TASK INSTRUCTIONS - Print every entry below again exactly as written, skipping the pictures.

# # # #

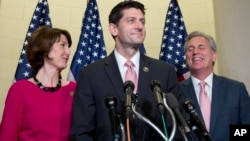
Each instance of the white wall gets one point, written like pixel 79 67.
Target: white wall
pixel 232 24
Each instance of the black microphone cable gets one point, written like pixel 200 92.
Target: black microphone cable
pixel 128 88
pixel 111 103
pixel 156 88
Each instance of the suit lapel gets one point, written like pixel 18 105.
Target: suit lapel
pixel 190 93
pixel 217 101
pixel 113 73
pixel 144 76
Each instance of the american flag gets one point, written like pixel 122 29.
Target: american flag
pixel 91 46
pixel 173 39
pixel 40 18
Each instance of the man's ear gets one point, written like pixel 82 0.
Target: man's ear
pixel 113 29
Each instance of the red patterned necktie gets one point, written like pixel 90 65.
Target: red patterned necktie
pixel 131 74
pixel 205 105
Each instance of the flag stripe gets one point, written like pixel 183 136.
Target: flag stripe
pixel 40 18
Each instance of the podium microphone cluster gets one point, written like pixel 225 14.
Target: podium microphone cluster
pixel 189 107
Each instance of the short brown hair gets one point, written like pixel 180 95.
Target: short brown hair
pixel 40 44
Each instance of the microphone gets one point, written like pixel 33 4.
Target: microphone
pixel 189 107
pixel 128 88
pixel 156 88
pixel 174 105
pixel 111 103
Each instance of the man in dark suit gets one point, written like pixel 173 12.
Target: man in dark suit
pixel 229 99
pixel 90 121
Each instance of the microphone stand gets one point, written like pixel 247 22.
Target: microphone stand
pixel 173 131
pixel 148 122
pixel 122 129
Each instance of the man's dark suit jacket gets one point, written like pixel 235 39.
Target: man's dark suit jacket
pixel 90 119
pixel 230 105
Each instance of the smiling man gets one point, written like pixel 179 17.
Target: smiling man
pixel 226 101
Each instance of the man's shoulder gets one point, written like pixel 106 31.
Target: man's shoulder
pixel 226 80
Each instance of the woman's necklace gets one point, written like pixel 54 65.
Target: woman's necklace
pixel 48 89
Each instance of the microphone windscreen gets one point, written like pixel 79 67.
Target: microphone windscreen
pixel 146 108
pixel 172 101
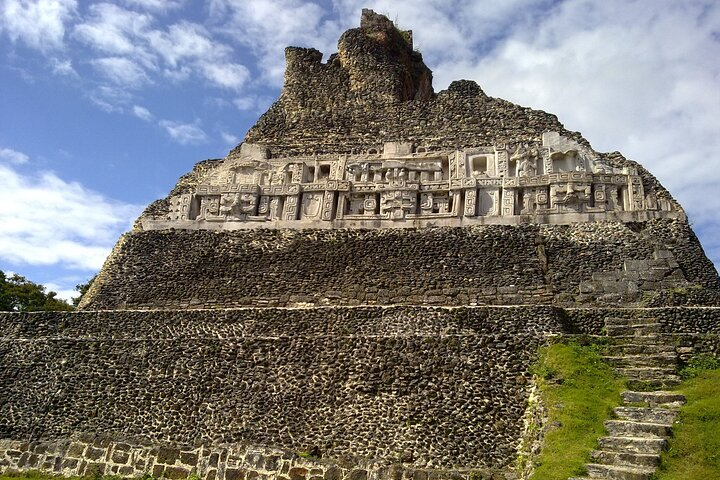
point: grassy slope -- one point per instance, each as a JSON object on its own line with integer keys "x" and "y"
{"x": 694, "y": 452}
{"x": 579, "y": 391}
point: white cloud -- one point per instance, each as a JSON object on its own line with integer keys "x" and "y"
{"x": 12, "y": 156}
{"x": 63, "y": 68}
{"x": 268, "y": 26}
{"x": 230, "y": 138}
{"x": 48, "y": 221}
{"x": 111, "y": 99}
{"x": 156, "y": 5}
{"x": 253, "y": 103}
{"x": 142, "y": 113}
{"x": 40, "y": 24}
{"x": 230, "y": 75}
{"x": 62, "y": 290}
{"x": 115, "y": 31}
{"x": 184, "y": 133}
{"x": 121, "y": 71}
{"x": 186, "y": 41}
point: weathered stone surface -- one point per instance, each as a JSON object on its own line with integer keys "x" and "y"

# # # #

ANSWER FOR THE TASK -
Each instance of the white wall gets one point, written like pixel 79 67.
Target: white wall
pixel 232 24
Each instance of the black microphone cable gets one point, written like pixel 200 92.
Target: black microphone cable
pixel 128 88
pixel 111 103
pixel 156 88
Each instance of the suit lapel gets one point, written like pixel 18 105.
Target: suit lapel
pixel 190 93
pixel 217 101
pixel 113 73
pixel 144 76
Each instance of the american flag gets one point, written like pixel 122 29.
Target: american flag
pixel 91 46
pixel 173 39
pixel 40 18
Each instance of the man's ear gets one point, written like pixel 82 0.
Target: man's ear
pixel 113 29
Each instance of the red patterned necktie gets one point, written like pixel 90 65.
Target: red patterned necktie
pixel 131 74
pixel 205 105
Each instance of the flag stripe gets one point, written like pixel 183 136.
Target: flag stripe
pixel 40 18
Each instance of the podium microphone cluster gets one point, written like pixel 225 14.
Target: podium microphone cluster
pixel 189 107
Each instance of the short brown hair gets one point, written like pixel 180 95.
Target: short brown hair
pixel 40 44
Each instance of the microphone gets one point, written like pixel 33 4.
Target: microphone
pixel 189 107
pixel 128 88
pixel 156 88
pixel 174 105
pixel 111 103
Each instance of the man in dark suit gets one point, written like pixel 173 12.
Target: man in dark suit
pixel 229 99
pixel 90 121
Each instance of the microphone stand gets one point, written like pixel 247 22.
Target: microphone stand
pixel 173 131
pixel 148 122
pixel 122 129
Each instance of the man's dark suit jacket gets one point, written like pixel 235 39.
Target: man's dark suit jacket
pixel 90 119
pixel 230 105
Each instance of the smiling man gets one point, written like pixel 179 17.
Target: smiling man
pixel 226 101
Each instance of the man's shoulder gets one point, written like pixel 106 31.
Target: man's shoulder
pixel 226 80
Each instance of the woman's necklace gets one point, written like pixel 54 65.
Target: woman's necklace
pixel 48 89
Each instance of the microphone windscreen gets one point, written like pixel 79 67.
Target: microphone windscreen
pixel 146 108
pixel 172 101
point: grassy slope -- one point per instance, each as a JSON object on its own line with integer keys "x" and "y"
{"x": 694, "y": 452}
{"x": 579, "y": 391}
point: white cloud -- one point per instance, each as a JSON object on its own line with integer keys "x" and "y"
{"x": 12, "y": 156}
{"x": 63, "y": 68}
{"x": 268, "y": 26}
{"x": 230, "y": 138}
{"x": 48, "y": 221}
{"x": 111, "y": 99}
{"x": 156, "y": 5}
{"x": 253, "y": 103}
{"x": 142, "y": 113}
{"x": 40, "y": 24}
{"x": 230, "y": 75}
{"x": 62, "y": 290}
{"x": 115, "y": 31}
{"x": 184, "y": 133}
{"x": 121, "y": 71}
{"x": 186, "y": 41}
point: weathered stone surface -- one point per instance, each as a JSON object on its own line with integer keys "x" and "y"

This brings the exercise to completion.